[Saved data entries]
- - -

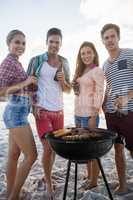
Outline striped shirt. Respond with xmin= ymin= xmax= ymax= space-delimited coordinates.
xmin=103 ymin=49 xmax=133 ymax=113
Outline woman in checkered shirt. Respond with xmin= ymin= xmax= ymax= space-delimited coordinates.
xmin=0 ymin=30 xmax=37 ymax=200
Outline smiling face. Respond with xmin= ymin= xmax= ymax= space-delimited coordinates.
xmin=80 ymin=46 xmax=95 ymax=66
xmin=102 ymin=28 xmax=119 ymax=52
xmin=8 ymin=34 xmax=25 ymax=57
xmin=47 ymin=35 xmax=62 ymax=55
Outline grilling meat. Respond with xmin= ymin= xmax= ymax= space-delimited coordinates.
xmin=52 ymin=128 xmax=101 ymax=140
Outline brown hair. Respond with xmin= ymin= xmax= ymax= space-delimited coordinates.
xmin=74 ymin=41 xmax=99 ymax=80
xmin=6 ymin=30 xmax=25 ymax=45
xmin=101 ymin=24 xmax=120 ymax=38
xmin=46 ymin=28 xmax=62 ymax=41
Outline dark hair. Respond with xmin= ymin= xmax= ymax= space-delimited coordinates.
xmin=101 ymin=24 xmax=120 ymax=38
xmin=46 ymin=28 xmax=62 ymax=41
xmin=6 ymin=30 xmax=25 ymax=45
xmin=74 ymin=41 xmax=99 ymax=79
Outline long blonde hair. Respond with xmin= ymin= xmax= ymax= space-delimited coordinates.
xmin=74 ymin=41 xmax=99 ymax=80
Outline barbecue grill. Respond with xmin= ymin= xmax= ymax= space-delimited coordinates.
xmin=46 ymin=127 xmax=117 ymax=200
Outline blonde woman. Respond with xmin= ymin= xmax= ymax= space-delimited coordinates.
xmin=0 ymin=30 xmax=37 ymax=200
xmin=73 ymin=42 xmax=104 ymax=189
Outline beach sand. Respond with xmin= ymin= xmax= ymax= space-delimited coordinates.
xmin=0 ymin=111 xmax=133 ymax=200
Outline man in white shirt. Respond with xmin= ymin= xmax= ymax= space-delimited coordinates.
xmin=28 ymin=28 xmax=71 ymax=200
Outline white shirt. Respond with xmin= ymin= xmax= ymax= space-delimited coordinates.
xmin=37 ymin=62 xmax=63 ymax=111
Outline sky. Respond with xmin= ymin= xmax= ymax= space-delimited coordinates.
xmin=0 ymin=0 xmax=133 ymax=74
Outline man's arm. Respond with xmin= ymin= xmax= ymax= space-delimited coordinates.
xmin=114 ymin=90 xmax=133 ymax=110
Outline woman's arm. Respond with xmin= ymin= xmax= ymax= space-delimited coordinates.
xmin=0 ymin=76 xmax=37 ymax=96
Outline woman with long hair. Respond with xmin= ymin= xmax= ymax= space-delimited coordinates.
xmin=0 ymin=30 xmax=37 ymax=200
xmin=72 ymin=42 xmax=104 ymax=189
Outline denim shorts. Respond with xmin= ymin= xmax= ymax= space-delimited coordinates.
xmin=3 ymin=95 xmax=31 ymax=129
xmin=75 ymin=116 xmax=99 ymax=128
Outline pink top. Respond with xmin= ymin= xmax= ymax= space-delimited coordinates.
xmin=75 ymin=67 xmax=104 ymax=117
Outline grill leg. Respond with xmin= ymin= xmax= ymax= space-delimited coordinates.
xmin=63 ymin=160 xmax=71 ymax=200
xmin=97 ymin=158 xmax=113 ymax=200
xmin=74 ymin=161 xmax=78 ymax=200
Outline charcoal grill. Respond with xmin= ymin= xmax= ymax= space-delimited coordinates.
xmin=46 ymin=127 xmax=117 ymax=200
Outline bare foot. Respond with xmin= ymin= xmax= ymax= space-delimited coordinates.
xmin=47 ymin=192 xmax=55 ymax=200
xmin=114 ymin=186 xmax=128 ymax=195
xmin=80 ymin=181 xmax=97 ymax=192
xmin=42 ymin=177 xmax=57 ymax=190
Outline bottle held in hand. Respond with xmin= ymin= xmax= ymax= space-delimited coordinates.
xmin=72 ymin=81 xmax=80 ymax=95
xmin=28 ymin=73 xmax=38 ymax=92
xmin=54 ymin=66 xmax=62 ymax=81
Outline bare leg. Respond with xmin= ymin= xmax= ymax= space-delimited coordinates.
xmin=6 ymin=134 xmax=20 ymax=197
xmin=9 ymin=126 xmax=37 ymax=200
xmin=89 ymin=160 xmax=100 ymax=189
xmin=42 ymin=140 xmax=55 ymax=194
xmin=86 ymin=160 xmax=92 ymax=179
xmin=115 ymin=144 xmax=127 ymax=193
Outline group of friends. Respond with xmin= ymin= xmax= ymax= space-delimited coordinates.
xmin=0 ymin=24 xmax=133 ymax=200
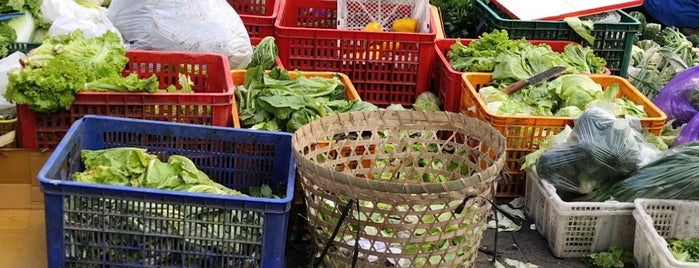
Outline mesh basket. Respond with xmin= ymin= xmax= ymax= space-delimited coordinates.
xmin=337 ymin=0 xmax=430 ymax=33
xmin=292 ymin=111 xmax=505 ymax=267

- - -

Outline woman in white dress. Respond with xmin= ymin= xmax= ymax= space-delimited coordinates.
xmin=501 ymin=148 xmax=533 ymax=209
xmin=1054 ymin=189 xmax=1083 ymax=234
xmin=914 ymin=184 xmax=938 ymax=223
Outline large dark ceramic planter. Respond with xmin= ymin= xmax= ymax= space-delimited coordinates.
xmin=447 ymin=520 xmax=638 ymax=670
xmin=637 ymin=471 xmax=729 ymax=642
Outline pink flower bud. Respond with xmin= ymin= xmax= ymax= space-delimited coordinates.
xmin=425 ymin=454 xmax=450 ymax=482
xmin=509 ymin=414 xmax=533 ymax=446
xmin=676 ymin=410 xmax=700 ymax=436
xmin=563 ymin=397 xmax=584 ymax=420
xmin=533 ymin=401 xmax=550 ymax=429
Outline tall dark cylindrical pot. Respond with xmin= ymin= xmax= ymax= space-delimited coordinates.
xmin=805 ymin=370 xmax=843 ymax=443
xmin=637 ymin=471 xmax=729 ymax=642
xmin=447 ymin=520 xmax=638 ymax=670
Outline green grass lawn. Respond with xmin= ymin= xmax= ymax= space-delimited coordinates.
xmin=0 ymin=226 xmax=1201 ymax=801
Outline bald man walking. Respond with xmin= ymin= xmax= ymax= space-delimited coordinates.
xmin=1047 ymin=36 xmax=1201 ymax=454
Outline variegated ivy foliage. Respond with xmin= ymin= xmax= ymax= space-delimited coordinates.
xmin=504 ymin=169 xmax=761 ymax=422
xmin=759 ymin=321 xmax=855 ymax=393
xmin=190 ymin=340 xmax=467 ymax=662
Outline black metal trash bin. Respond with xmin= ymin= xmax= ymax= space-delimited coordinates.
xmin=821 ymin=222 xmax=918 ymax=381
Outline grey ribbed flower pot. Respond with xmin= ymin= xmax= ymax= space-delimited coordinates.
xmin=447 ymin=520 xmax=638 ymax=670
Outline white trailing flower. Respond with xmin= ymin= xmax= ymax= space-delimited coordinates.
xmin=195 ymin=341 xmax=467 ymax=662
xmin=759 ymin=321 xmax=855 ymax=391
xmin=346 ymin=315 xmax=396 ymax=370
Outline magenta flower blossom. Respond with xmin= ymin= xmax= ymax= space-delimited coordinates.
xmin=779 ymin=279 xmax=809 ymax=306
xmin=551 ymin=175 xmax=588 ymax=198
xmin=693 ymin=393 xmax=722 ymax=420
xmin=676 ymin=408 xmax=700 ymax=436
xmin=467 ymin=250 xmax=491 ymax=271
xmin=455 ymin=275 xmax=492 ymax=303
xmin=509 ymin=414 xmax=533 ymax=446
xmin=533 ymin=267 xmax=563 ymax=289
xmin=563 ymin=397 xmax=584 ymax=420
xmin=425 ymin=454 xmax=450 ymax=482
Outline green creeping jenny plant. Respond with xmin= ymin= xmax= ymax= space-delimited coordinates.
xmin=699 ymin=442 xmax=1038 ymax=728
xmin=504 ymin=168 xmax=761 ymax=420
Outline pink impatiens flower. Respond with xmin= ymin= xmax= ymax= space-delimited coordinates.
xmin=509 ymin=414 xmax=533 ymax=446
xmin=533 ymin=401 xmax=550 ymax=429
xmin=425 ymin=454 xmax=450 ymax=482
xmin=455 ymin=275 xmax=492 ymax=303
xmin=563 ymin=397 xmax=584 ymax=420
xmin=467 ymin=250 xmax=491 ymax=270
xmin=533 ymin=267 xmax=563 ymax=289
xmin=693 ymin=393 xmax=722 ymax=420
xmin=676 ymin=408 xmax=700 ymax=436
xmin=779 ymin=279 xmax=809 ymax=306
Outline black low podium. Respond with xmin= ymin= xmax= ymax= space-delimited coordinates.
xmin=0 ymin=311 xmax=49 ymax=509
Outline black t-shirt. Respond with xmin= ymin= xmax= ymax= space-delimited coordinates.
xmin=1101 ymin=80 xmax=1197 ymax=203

- - -

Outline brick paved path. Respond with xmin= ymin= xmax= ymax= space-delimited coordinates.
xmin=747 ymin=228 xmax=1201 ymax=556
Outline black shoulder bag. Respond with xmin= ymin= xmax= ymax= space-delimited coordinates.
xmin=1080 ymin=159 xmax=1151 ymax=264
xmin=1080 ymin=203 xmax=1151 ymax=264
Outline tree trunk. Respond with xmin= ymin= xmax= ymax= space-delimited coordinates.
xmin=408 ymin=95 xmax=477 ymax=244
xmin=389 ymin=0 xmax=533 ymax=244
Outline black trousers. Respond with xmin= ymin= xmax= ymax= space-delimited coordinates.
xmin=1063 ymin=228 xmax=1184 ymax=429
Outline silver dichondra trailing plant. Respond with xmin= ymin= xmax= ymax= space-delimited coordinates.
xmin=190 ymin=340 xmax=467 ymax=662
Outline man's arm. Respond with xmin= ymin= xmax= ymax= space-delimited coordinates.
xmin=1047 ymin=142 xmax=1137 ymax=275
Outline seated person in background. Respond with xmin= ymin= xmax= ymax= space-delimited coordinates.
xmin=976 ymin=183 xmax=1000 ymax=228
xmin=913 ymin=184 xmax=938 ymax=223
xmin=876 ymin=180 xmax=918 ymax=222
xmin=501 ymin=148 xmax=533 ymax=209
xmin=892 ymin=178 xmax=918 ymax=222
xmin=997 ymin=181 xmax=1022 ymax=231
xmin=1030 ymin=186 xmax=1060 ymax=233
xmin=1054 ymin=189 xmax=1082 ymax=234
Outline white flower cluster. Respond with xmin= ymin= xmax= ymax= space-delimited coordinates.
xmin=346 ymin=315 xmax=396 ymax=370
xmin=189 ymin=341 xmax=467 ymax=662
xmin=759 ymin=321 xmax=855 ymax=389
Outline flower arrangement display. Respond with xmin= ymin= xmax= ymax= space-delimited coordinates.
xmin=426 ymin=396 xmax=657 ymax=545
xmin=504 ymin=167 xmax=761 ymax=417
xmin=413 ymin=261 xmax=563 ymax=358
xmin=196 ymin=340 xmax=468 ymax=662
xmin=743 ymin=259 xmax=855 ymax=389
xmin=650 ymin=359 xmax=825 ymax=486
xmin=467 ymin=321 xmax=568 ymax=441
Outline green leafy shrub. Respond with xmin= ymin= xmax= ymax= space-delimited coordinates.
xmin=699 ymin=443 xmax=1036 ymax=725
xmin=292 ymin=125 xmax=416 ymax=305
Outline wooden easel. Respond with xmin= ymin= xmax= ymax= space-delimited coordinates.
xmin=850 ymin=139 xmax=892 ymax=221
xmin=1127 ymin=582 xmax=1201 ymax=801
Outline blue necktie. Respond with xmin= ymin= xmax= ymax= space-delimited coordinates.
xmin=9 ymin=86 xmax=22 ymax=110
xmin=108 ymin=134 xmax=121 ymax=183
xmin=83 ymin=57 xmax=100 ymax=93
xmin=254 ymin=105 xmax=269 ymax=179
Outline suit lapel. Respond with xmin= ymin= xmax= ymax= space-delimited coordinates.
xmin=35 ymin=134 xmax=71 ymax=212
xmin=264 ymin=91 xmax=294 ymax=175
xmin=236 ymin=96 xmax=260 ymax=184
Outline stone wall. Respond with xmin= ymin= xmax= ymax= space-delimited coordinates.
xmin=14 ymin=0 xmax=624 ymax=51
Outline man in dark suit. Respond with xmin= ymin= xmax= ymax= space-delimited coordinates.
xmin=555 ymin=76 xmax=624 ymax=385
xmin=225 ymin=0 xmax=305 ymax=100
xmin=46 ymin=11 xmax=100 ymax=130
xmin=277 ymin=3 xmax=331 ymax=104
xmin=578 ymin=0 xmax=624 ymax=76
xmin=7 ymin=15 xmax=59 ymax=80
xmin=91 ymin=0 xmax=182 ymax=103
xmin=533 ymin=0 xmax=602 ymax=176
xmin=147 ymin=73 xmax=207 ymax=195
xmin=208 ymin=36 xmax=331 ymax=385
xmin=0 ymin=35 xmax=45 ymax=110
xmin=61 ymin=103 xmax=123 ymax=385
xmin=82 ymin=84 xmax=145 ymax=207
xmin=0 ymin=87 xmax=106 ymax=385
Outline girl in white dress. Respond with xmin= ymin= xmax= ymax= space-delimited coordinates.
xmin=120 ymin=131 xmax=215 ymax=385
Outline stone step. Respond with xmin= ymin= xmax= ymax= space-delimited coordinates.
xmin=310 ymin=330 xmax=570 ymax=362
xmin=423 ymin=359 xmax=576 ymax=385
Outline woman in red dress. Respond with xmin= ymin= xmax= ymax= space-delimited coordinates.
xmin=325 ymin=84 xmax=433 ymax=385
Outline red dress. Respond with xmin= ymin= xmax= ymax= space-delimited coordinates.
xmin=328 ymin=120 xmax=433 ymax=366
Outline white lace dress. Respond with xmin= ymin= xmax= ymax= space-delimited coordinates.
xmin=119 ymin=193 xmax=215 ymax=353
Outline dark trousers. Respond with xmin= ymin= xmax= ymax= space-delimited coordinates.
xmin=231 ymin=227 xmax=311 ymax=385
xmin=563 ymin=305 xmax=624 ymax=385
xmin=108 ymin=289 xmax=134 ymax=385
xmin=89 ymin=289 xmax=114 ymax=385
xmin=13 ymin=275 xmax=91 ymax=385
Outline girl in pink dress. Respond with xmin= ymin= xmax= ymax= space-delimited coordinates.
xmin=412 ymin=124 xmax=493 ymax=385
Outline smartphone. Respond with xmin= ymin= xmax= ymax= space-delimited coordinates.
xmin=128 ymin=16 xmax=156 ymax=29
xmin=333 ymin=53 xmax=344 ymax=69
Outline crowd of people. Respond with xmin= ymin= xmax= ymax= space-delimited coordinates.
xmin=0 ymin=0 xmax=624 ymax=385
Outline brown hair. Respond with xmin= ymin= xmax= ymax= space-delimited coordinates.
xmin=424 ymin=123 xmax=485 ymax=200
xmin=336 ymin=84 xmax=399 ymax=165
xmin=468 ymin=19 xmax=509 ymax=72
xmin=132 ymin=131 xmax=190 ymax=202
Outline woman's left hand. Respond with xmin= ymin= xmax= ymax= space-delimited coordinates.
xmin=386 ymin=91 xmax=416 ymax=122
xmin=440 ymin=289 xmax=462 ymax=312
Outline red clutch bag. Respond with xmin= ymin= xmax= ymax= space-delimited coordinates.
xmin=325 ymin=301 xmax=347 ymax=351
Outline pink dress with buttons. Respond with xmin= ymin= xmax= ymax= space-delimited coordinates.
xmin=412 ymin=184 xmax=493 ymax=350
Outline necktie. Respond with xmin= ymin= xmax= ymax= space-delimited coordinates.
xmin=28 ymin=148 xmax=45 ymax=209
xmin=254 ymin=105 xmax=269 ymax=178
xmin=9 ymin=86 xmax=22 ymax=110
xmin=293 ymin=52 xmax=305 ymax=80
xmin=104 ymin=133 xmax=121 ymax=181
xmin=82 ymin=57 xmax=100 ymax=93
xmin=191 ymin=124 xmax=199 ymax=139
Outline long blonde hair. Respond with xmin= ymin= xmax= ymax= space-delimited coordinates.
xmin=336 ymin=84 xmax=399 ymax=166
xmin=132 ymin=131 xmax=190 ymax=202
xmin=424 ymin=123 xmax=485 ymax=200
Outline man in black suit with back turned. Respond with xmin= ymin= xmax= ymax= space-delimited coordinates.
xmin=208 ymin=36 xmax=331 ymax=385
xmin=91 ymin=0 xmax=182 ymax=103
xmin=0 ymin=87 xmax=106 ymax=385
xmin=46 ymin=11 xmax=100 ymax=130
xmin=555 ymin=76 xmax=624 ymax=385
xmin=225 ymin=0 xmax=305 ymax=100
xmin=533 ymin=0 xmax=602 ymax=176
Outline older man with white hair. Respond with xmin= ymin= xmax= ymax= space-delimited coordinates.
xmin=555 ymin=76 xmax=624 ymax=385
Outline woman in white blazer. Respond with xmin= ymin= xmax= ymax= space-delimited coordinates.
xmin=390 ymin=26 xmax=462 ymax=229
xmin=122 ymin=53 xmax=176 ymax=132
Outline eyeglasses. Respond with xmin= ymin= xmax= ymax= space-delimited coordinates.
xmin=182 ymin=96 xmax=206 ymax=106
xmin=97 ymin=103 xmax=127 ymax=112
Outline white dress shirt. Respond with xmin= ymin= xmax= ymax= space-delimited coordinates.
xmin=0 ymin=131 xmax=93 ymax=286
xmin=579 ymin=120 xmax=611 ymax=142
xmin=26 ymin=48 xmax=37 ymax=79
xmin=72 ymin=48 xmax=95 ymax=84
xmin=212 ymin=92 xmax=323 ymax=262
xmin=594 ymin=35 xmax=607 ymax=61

- - -

Write out the stretch of the listing above from the line containing "Outline grilling meat." through the line containing "xmin=75 ymin=67 xmax=104 ymax=117", copying each line exactly and including both end lines.

PROBLEM SOLUTION:
Outline grilling meat. Respond with xmin= ymin= xmax= ymax= space-delimited coordinates.
xmin=52 ymin=128 xmax=101 ymax=140
Outline brown hair. Respond with xmin= ymin= xmax= ymax= space-delimited coordinates.
xmin=74 ymin=41 xmax=99 ymax=80
xmin=6 ymin=30 xmax=25 ymax=45
xmin=101 ymin=24 xmax=120 ymax=38
xmin=46 ymin=28 xmax=62 ymax=41
Outline dark hair. Respond with xmin= ymin= xmax= ymax= space-delimited coordinates.
xmin=101 ymin=24 xmax=120 ymax=38
xmin=46 ymin=28 xmax=62 ymax=41
xmin=6 ymin=30 xmax=25 ymax=45
xmin=74 ymin=41 xmax=99 ymax=79
Outline long blonde hair. Respond with xmin= ymin= xmax= ymax= space-delimited coordinates.
xmin=74 ymin=41 xmax=99 ymax=80
Outline barbecue grill. Respond with xmin= ymin= xmax= ymax= space-delimited coordinates.
xmin=46 ymin=127 xmax=117 ymax=200
Outline blonde woman. Respond with xmin= ymin= xmax= ymax= space-delimited coordinates.
xmin=0 ymin=30 xmax=37 ymax=200
xmin=73 ymin=42 xmax=104 ymax=189
Outline beach sand. Respond with xmin= ymin= xmax= ymax= space-delimited coordinates.
xmin=0 ymin=111 xmax=133 ymax=200
Outline man in white shirt. Respond with xmin= ymin= xmax= ymax= space-delimited coordinates.
xmin=28 ymin=28 xmax=71 ymax=200
Outline white shirt. Respond with xmin= ymin= xmax= ymax= space-delimited coordinates.
xmin=37 ymin=62 xmax=63 ymax=111
Outline sky. Respond with xmin= ymin= xmax= ymax= space-delimited coordinates.
xmin=0 ymin=0 xmax=133 ymax=74
Outline man's arm. Respond with xmin= ymin= xmax= ymax= space-delimited coordinates.
xmin=114 ymin=90 xmax=133 ymax=110
Outline woman's arm. Respond with xmin= ymin= xmax= ymax= space-delimited coordinates.
xmin=0 ymin=76 xmax=37 ymax=96
Outline woman with long hair. Respond with xmin= ymin= xmax= ymax= space-delimited coordinates.
xmin=0 ymin=30 xmax=37 ymax=200
xmin=72 ymin=42 xmax=104 ymax=189
Outline denim shorts. Respond with xmin= ymin= xmax= ymax= space-delimited coordinates.
xmin=3 ymin=95 xmax=31 ymax=129
xmin=75 ymin=116 xmax=99 ymax=128
Outline pink top. Respond with xmin= ymin= xmax= ymax= space-delimited coordinates.
xmin=75 ymin=67 xmax=104 ymax=117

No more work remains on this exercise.